**** Übungstext ****

Skip to content

Mündliche Anordnung einer Wohnungsdurchsuchung nur im Ausnahmefall

Videoüberwachung überführt Mitarbeiter beim Diebstahl eines Silberrings – doch die anschließende Hausdurchsuchung sorgt für Wirbel. Das Landgericht Fulda erklärt die Durchsuchung für rechtswidrig, da der zuständige Richter die Anordnung lediglich mündlich und ohne ausreichende Begründung erteilte. Obwohl der Tatverdacht durch die Aufnahmen eindeutig belegt war, fehlte es an der notwendigen Eile für ein solches Vorgehen.

Das Wichtigste in Kürze

  • Gericht: Landgericht Fulda
  • Datum: 15.02.2018
  • Aktenzeichen: 2 Qs 26/18
  • Verfahrensart: Beschwerdeverfahren gegen eine mündliche Durchsuchungsanordnung
  • Rechtsbereiche: Strafprozessrecht, Grundrechtsschutz

Beteiligte Parteien:

  • Beschuldigter: Arbeitnehmer bei der Firma L & M, dem vorgeworfen wird, einen Silberring gestohlen zu haben. Der Beschuldigte legte Beschwerde gegen die mündliche Durchsuchungsanordnung ein, um deren Rechtswidrigkeit feststellen zu lassen. Er argumentierte, dass die Gründe für die Eilbedürftigkeit der mündlichen Anordnung nicht ausreichend dokumentiert waren.

**** Bereitgestellte Daten ****

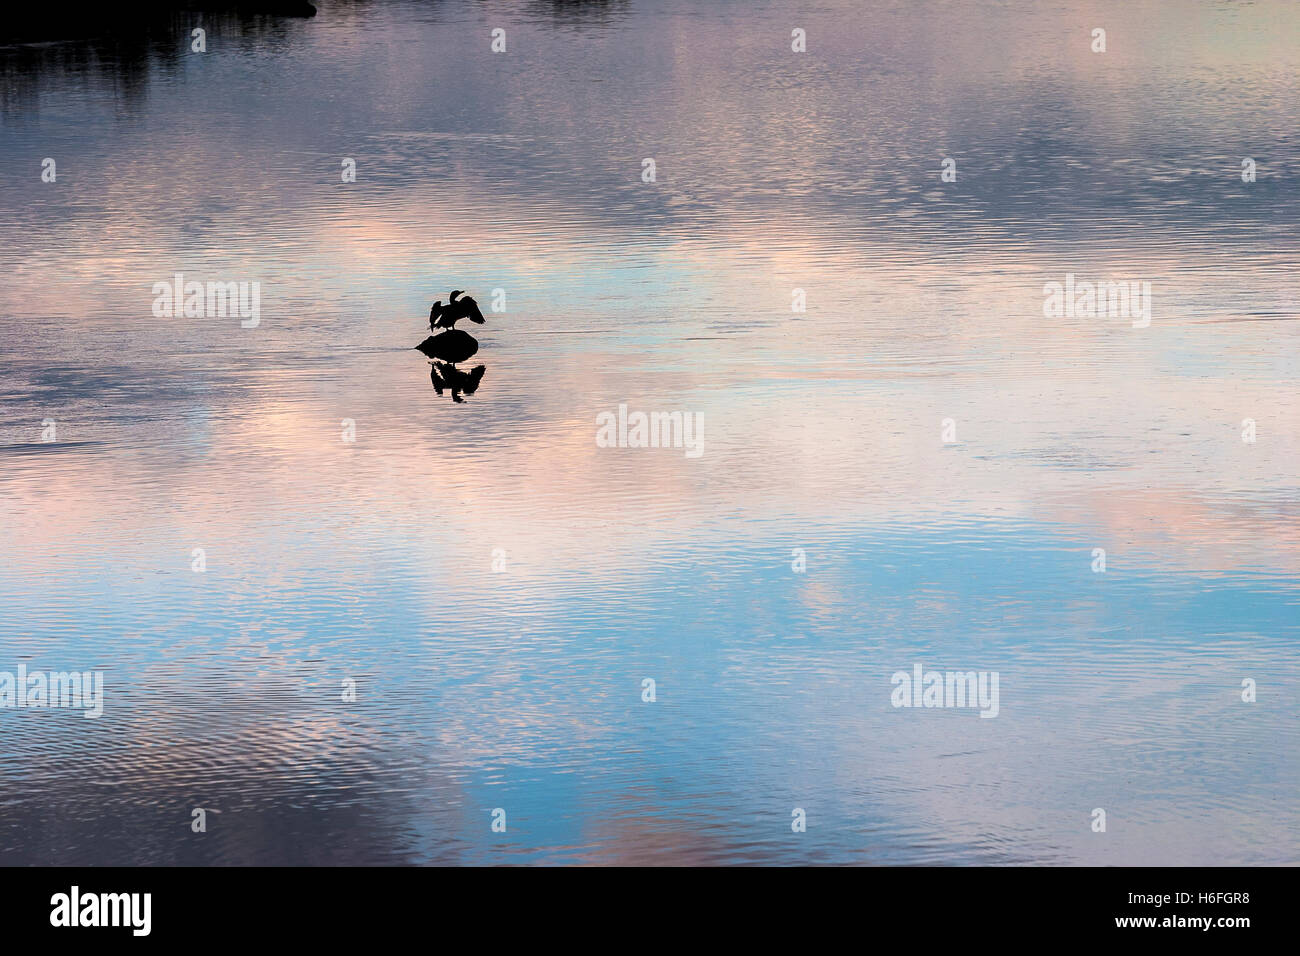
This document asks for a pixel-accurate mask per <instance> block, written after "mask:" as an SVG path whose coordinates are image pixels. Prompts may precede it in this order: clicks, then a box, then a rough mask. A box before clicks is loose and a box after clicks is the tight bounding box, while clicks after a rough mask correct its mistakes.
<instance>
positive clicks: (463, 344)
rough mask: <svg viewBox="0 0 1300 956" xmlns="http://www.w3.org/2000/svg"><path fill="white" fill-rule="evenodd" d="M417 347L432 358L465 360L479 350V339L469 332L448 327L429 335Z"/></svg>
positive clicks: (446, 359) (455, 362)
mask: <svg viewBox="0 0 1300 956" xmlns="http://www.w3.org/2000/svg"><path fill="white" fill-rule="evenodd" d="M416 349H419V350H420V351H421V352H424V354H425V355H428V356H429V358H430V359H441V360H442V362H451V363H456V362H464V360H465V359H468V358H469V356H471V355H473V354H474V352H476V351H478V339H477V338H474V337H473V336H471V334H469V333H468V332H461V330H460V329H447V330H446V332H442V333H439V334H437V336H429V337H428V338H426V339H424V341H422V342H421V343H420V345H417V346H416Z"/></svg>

****

- _Material erkunden_:
• A. Wiederhole alle Zeilen mit den Angaben zu den Bildmasken Zeichen für Zeichen und lass die Bilder selbst weg.
• B. Setze den Text über die Wohnungsdurchsuchung nach seinem letzten Satz fort.
Der Text und die Zeilen kommen aus verschiedenen Quellen.

- _Ergebnisse je Aufgabe_:
• A.
This document asks for a pixel-accurate mask per <instance> block, written after "mask:" as an SVG path whose coordinates are image pixels. Prompts may precede it in this order: clicks, then a box, then a rough mask. A box before clicks is loose and a box after clicks is the tight bounding box, while clicks after a rough mask correct its mistakes.
<instance>
positive clicks: (463, 344)
rough mask: <svg viewBox="0 0 1300 956" xmlns="http://www.w3.org/2000/svg"><path fill="white" fill-rule="evenodd" d="M417 347L432 358L465 360L479 350V339L469 332L448 327L429 335Z"/></svg>
positive clicks: (446, 359) (455, 362)
mask: <svg viewBox="0 0 1300 956" xmlns="http://www.w3.org/2000/svg"><path fill="white" fill-rule="evenodd" d="M416 349H419V350H420V351H421V352H424V354H425V355H428V356H429V358H430V359H441V360H442V362H451V363H456V362H464V360H465V359H468V358H469V356H471V355H473V354H474V352H476V351H478V339H477V338H474V337H473V336H471V334H469V333H468V332H461V330H460V329H447V330H446V332H442V333H439V334H437V336H429V337H428V338H426V339H424V341H422V342H421V343H420V345H417V346H416Z"/></svg>

• B.
  • Staatsanwaltschaft: Beantragte mündlich beim Amtsgericht Fulda die Wohnungsdurchsuchung des Beschuldigten zur Auffindung eines Silberrings aufgrund eines Diebstahlverdachts. Sie trägt die Kosten und notwendigen Auslagen des Beschuldigten im Beschwerdeverfahren.

Um was ging es?

  • Sachverhalt: Ein Zeuge erstellte eine Anzeige per E-Mail bei der Staatsanwaltschaft, dass der Beschuldigte aus einer Retoursendung einen Silberring entnommen habe. Die Staatsanwaltschaft beantragte am Amtsgericht Fulda eine mündliche Anordnung zur Durchsuchung der Wohnung des Beschuldigten, die auch erlassen und vollstreckt wurde. Der Beschuldigte legte Beschwerde ein, in der er die fehlende Dokumentation der Eilbedürftigkeit der mündlichen Anordnung rügte.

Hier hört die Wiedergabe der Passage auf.